■ What the task asks: Leaving all pictures aside, write out the records below precisely as given.

• • • •

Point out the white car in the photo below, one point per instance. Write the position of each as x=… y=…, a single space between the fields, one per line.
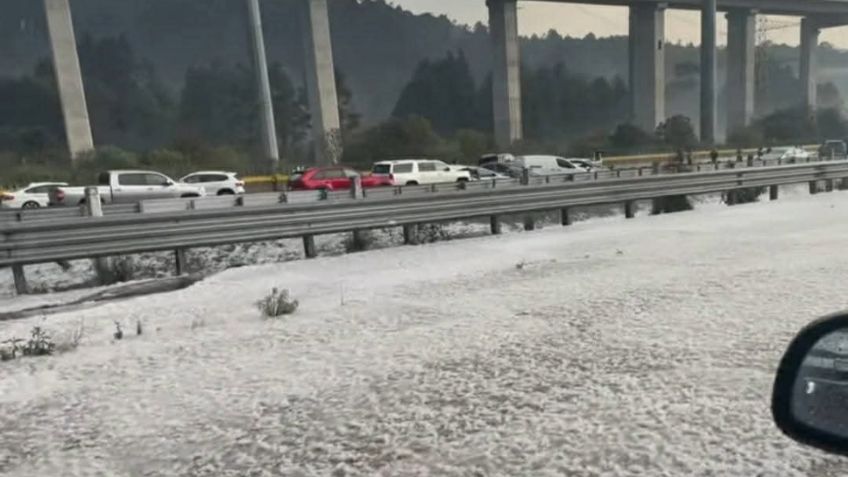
x=216 y=182
x=33 y=196
x=420 y=171
x=550 y=165
x=483 y=174
x=786 y=154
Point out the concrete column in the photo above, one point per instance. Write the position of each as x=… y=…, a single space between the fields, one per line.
x=263 y=86
x=708 y=71
x=647 y=60
x=68 y=76
x=506 y=72
x=741 y=50
x=321 y=84
x=809 y=61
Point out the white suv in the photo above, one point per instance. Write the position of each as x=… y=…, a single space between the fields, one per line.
x=420 y=171
x=216 y=183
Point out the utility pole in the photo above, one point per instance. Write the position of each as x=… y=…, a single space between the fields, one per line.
x=268 y=126
x=708 y=72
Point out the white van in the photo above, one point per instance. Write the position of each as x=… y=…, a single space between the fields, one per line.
x=420 y=171
x=550 y=165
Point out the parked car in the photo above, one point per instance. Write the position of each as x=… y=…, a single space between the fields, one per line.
x=33 y=196
x=128 y=187
x=334 y=178
x=541 y=165
x=833 y=148
x=482 y=173
x=216 y=182
x=419 y=171
x=786 y=154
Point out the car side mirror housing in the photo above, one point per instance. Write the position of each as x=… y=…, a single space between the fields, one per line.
x=810 y=395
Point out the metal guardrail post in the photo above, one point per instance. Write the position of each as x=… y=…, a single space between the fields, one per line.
x=309 y=246
x=21 y=286
x=495 y=225
x=356 y=193
x=630 y=209
x=94 y=208
x=410 y=234
x=565 y=216
x=180 y=262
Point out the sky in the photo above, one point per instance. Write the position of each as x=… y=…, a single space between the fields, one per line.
x=578 y=20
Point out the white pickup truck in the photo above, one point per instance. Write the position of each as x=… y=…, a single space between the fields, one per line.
x=128 y=187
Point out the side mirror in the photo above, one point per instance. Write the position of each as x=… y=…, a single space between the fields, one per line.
x=810 y=396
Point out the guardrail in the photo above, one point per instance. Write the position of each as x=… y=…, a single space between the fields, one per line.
x=297 y=197
x=23 y=243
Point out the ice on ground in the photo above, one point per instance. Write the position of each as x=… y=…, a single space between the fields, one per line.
x=613 y=347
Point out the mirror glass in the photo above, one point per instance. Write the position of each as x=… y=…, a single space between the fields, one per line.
x=820 y=391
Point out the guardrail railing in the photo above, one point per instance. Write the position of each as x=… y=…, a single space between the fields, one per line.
x=297 y=197
x=68 y=238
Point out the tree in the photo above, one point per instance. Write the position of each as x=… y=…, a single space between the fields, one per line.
x=394 y=139
x=677 y=132
x=443 y=92
x=628 y=136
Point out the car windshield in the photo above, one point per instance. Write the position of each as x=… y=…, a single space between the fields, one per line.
x=338 y=290
x=382 y=169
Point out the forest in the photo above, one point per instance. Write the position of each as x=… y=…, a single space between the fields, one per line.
x=169 y=85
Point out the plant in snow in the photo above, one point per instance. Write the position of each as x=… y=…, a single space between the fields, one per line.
x=277 y=303
x=71 y=340
x=39 y=344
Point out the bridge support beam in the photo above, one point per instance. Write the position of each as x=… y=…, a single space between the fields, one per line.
x=647 y=60
x=708 y=72
x=741 y=49
x=506 y=72
x=809 y=61
x=63 y=46
x=321 y=84
x=263 y=86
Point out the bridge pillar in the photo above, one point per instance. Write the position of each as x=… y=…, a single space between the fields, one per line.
x=321 y=84
x=741 y=49
x=506 y=72
x=647 y=63
x=263 y=86
x=63 y=46
x=809 y=62
x=708 y=72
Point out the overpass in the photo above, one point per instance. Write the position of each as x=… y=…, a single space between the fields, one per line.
x=646 y=65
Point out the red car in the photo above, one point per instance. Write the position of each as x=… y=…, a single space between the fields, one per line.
x=334 y=178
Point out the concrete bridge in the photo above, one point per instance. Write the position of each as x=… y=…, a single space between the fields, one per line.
x=646 y=60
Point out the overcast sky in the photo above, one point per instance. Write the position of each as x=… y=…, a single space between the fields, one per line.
x=578 y=20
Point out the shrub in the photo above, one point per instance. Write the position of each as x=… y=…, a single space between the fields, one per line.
x=277 y=303
x=671 y=204
x=71 y=340
x=39 y=344
x=744 y=196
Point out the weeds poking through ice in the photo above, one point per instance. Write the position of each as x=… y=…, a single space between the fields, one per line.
x=277 y=304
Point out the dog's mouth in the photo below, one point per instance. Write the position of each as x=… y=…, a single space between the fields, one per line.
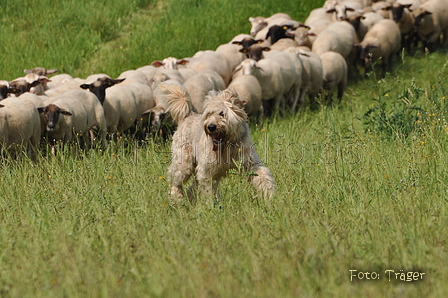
x=218 y=139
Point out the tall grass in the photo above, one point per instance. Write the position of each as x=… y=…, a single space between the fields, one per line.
x=98 y=223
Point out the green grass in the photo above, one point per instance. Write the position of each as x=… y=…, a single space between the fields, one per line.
x=350 y=195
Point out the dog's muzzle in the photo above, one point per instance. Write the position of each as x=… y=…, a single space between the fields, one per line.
x=218 y=138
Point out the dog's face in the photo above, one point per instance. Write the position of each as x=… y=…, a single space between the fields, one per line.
x=223 y=118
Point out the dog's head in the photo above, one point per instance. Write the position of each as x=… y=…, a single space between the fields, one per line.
x=224 y=118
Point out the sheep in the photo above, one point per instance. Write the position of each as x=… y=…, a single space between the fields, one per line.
x=431 y=21
x=64 y=118
x=255 y=52
x=212 y=61
x=249 y=91
x=58 y=80
x=160 y=122
x=381 y=8
x=276 y=32
x=280 y=77
x=305 y=36
x=174 y=74
x=132 y=76
x=383 y=40
x=4 y=87
x=334 y=73
x=260 y=23
x=246 y=41
x=200 y=84
x=92 y=78
x=339 y=11
x=144 y=100
x=170 y=63
x=338 y=37
x=232 y=54
x=318 y=14
x=311 y=75
x=363 y=22
x=31 y=84
x=148 y=70
x=19 y=125
x=120 y=108
x=405 y=20
x=283 y=44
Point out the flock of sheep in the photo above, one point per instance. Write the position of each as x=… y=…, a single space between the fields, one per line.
x=276 y=67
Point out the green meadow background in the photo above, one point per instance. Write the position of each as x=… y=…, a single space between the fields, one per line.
x=362 y=185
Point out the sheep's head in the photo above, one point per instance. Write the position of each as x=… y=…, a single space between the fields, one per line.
x=99 y=87
x=51 y=115
x=41 y=71
x=255 y=52
x=419 y=16
x=20 y=86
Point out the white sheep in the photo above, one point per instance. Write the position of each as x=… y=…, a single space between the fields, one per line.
x=148 y=70
x=316 y=14
x=64 y=118
x=334 y=73
x=120 y=108
x=132 y=76
x=160 y=122
x=363 y=22
x=144 y=100
x=249 y=91
x=311 y=76
x=280 y=78
x=170 y=63
x=19 y=125
x=213 y=61
x=200 y=84
x=260 y=25
x=431 y=21
x=383 y=40
x=232 y=54
x=337 y=37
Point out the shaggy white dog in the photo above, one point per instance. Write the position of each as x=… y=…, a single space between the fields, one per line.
x=208 y=145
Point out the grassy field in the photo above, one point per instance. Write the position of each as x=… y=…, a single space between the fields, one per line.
x=361 y=185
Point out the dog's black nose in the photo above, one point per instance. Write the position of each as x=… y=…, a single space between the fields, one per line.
x=211 y=128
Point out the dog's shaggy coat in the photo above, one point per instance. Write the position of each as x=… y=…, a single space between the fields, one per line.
x=208 y=145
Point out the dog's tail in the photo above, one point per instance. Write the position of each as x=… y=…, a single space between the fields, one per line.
x=178 y=101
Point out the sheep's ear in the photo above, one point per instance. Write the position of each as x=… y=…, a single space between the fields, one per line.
x=111 y=82
x=157 y=63
x=237 y=68
x=64 y=112
x=182 y=62
x=52 y=71
x=35 y=83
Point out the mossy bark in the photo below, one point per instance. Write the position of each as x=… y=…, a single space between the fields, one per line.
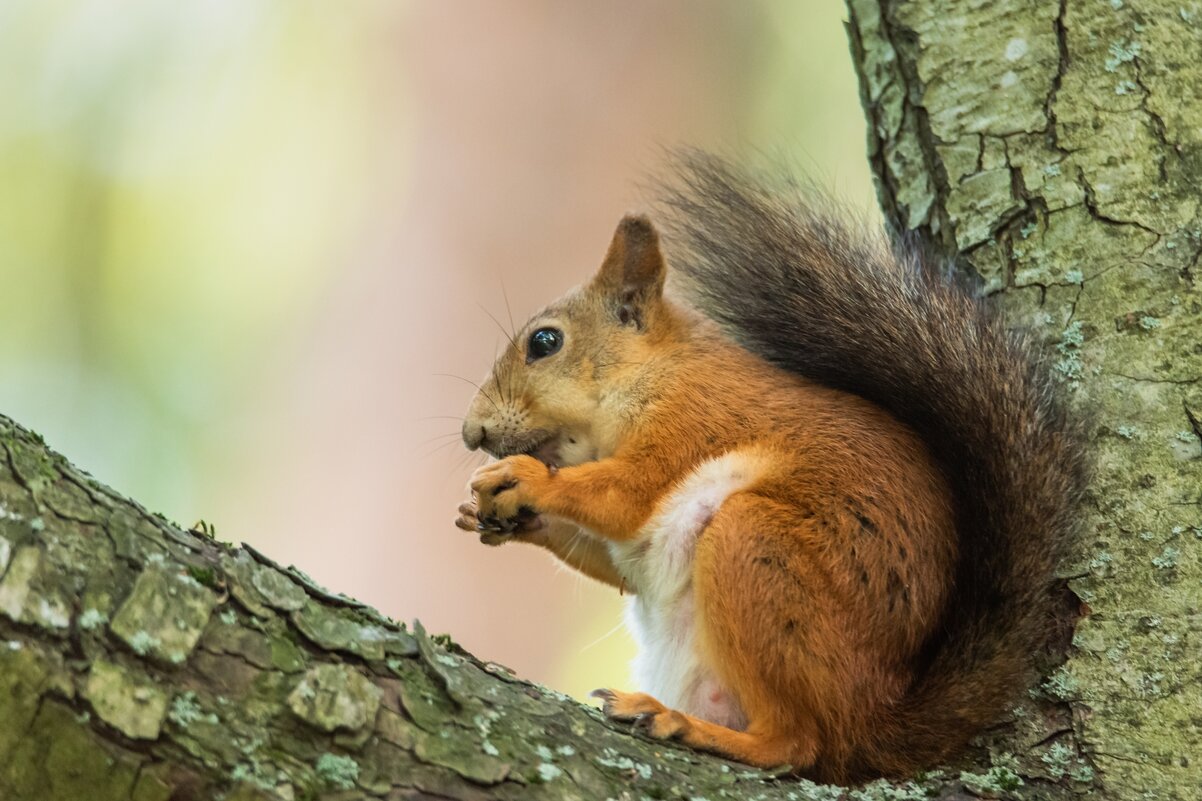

• • • •

■ The completed task:
Point out the white car in the photo below, one point per instance. Write the position of each as x=… y=…, a single space between the fields, one per line.
x=216 y=182
x=33 y=196
x=420 y=171
x=550 y=165
x=483 y=174
x=786 y=154
Point out the concrete column in the photo above, one point per instance. Write the position of each as x=… y=…, a single space between the fields, one per line.
x=263 y=86
x=708 y=71
x=647 y=60
x=68 y=76
x=506 y=72
x=741 y=50
x=321 y=84
x=809 y=61
Point out the white suv in the photo above, one point per instance. Write the position of each as x=… y=…, a single space between the fields, one per line.
x=420 y=171
x=216 y=183
Point out the utility pole in the photo above, one point per instance. Write the position of each as x=… y=…, a single space between the fields, one per line.
x=268 y=126
x=708 y=72
Point out the white van in the photo above, one point per instance. Write the position of each as x=… y=…, a single space between the fields, one per line.
x=420 y=171
x=550 y=165
Point out the parked car in the photo above, one point per instance. Write the position of each as x=… y=…, a single space between the fields, one per line.
x=33 y=196
x=128 y=187
x=334 y=178
x=541 y=165
x=833 y=148
x=482 y=173
x=216 y=182
x=419 y=171
x=786 y=154
Point out the car side mirror housing in the photo above, one point per instance. Write the position of each as x=… y=…, a single space between the fields, one per line.
x=810 y=395
Point out the metal guardrail post in the photo above, one point per instance. Write the position of each as x=… y=…, a single space between the fields, one per line.
x=309 y=246
x=21 y=286
x=495 y=225
x=356 y=193
x=630 y=209
x=94 y=208
x=410 y=234
x=565 y=216
x=180 y=262
Point out the sky in the photo above, one point per instance. Write the position of each as x=… y=…, a single space between the fields, one per line.
x=578 y=20
Point out the white pickup truck in the photo above, one point per instance. Write the position of each as x=… y=…, a single space between the fields, one per line.
x=128 y=187
Point out the side mirror in the photo above, one point per instance. Write the position of each as x=… y=…, a single space between the fields, one per line.
x=810 y=396
Point out the guardrail in the photo above, one point per instance. Write the position of each as x=… y=…, a single space between the fields, one per line.
x=297 y=197
x=23 y=243
Point out the ice on ground in the photo above, one point per instance. Write the position of each as x=… y=…, a single space between the fields, one per line.
x=613 y=347
Point out the mirror glass in the photo above, one point per instance. Write the position of each as x=… y=…, a single space between the fields, one per line.
x=820 y=391
Point out the guardrail railing in the photo above, one point per instance. Write the position of each as x=… y=…, a single space between the fields, one per line.
x=297 y=197
x=68 y=238
Point out the tree in the photo above, one point per instance. Write the position of each as x=… y=…, a single space between the fields, one per line.
x=394 y=139
x=677 y=132
x=443 y=92
x=628 y=136
Point out the car windshield in the photo above, one point per instance. Write the position of each as x=… y=…, a single space between the fields, one per line.
x=338 y=290
x=382 y=169
Point out the forest in the photo above, one point per instance. Write the position of each as x=… y=…, a single space between the fields, one per line.
x=169 y=85
Point out the plant in snow in the photo above, one point per instance. Write the position of each as x=… y=…, a single space between the fields, one per line.
x=277 y=303
x=71 y=340
x=39 y=344
Point out the bridge support beam in the photo above, one point per instance. Write the position of each as x=… y=…, a single space between the fields, one per line.
x=647 y=60
x=708 y=72
x=741 y=49
x=506 y=72
x=809 y=61
x=63 y=46
x=321 y=84
x=263 y=86
Point out the bridge pillar in the photo above, one point per instance. Write the position of each as x=… y=…, a single space between the fields, one per line.
x=321 y=84
x=741 y=49
x=506 y=72
x=647 y=63
x=263 y=86
x=63 y=46
x=809 y=62
x=708 y=72
Point out the overpass in the photo above, one point per instance. Write the position of each as x=… y=…, a single space between the fields, one per line.
x=646 y=65
Point out the red car in the photo above, one point per instance. Write the position of each as x=… y=…, a single space between the fields, one per line.
x=334 y=178
Point out the concrete bridge in the photo above, one point per instance. Write the position of each as x=… y=…, a single space between the fields, one per line.
x=646 y=60
Point out the overcast sky in the photo above, one point per instance. Write the position of each as x=… y=…, a single space between the fields, one per line.
x=578 y=20
Point out the shrub in the photo above, one point per instance. Write the position of each as x=… y=…, a single space between the fields, one per line.
x=277 y=303
x=671 y=204
x=71 y=340
x=39 y=344
x=744 y=196
Point out the weeds poking through ice in the photo above, one point per instance. Write the position of each as x=… y=…, a single space between the fields, one per line.
x=277 y=304
Point out the dog's mouth in the photo below, one point per instance. Write the position of each as x=… y=…, a single space between the fields, one per line.
x=218 y=139
Point out the tall grass in the photo above, one point per instance. Write the position of each as x=… y=…, a single space between the fields, one per line.
x=98 y=223
Point out the green grass in the photo above, one point per instance. Write the position of each as x=… y=…, a single space between the fields, one per line.
x=350 y=195
Point out the dog's muzzle in the photo above, one point per instance. Write the position of each as x=… y=…, a single space between the fields, one per line.
x=218 y=138
Point out the dog's face in the photo above, one point per instance. Write the position of each as x=… y=…, a single space between the fields, one per line.
x=223 y=118
Point out the dog's head in the photo above, one point per instance. Write the position of each as x=… y=…, a single space between the fields, one per line.
x=224 y=118
Point out the sheep in the photo above, one point per instance. Write the position of each as x=… y=…, a single space between the fields, one per line.
x=431 y=21
x=64 y=118
x=255 y=52
x=212 y=61
x=249 y=91
x=58 y=80
x=160 y=122
x=381 y=8
x=276 y=32
x=280 y=77
x=305 y=36
x=174 y=74
x=132 y=76
x=383 y=40
x=4 y=87
x=334 y=73
x=260 y=23
x=246 y=41
x=200 y=84
x=92 y=78
x=339 y=11
x=144 y=100
x=170 y=63
x=338 y=37
x=232 y=54
x=318 y=14
x=311 y=75
x=363 y=22
x=31 y=84
x=148 y=70
x=19 y=125
x=120 y=108
x=405 y=20
x=283 y=44
Point out the flock of sheep in the photo above, one point per instance. Write the position of each as x=… y=…, a single space between the fields, one per line.
x=276 y=67
Point out the green meadow background in the photo above, one point per instance. Write the position of each as x=… y=…, a single space between the fields, one per line.
x=362 y=185
Point out the sheep's head in the photo above, one point per instance. Write the position of each as x=… y=…, a single space between the fields, one per line.
x=99 y=87
x=51 y=115
x=41 y=71
x=255 y=52
x=419 y=16
x=20 y=86
Point out the white sheep in the photo above, one point per instance. Write the position of each as x=… y=…, a single space between the fields, one per line.
x=148 y=70
x=316 y=14
x=64 y=118
x=334 y=73
x=120 y=108
x=132 y=76
x=160 y=122
x=363 y=22
x=144 y=100
x=249 y=91
x=311 y=76
x=280 y=78
x=170 y=63
x=19 y=125
x=213 y=61
x=200 y=84
x=260 y=25
x=431 y=21
x=383 y=40
x=232 y=54
x=337 y=37
Point out the shaggy white dog in the photo above, one point per instance. Write the position of each as x=… y=…, a single space between the fields, one per line.
x=208 y=145
Point out the grassy field in the photo above, one point per instance. Write the position of each as x=… y=…, a single space between the fields, one per line.
x=361 y=185
Point out the dog's black nose in the photo above, one point per instance. Write the position of each as x=… y=…, a single space between the fields, one per line.
x=211 y=128
Point out the dog's shaggy coat in the photo above, one point per instance. Write the position of each as x=… y=…, a single space between the fields, one per line.
x=208 y=145
Point out the dog's tail in the photo above, one point per instance. Write the position of each as x=… y=…, a single space between the fields, one per line.
x=178 y=101
Point out the sheep's ear in the photo above, one point per instance. Write the position of each as x=… y=…, a single space between the fields, one per line.
x=111 y=82
x=157 y=63
x=237 y=68
x=64 y=112
x=182 y=62
x=52 y=71
x=35 y=83
Point out the mossy bark in the photo below, one point per instance. Write the position of each as x=… y=…, a single space between the fields, one per line.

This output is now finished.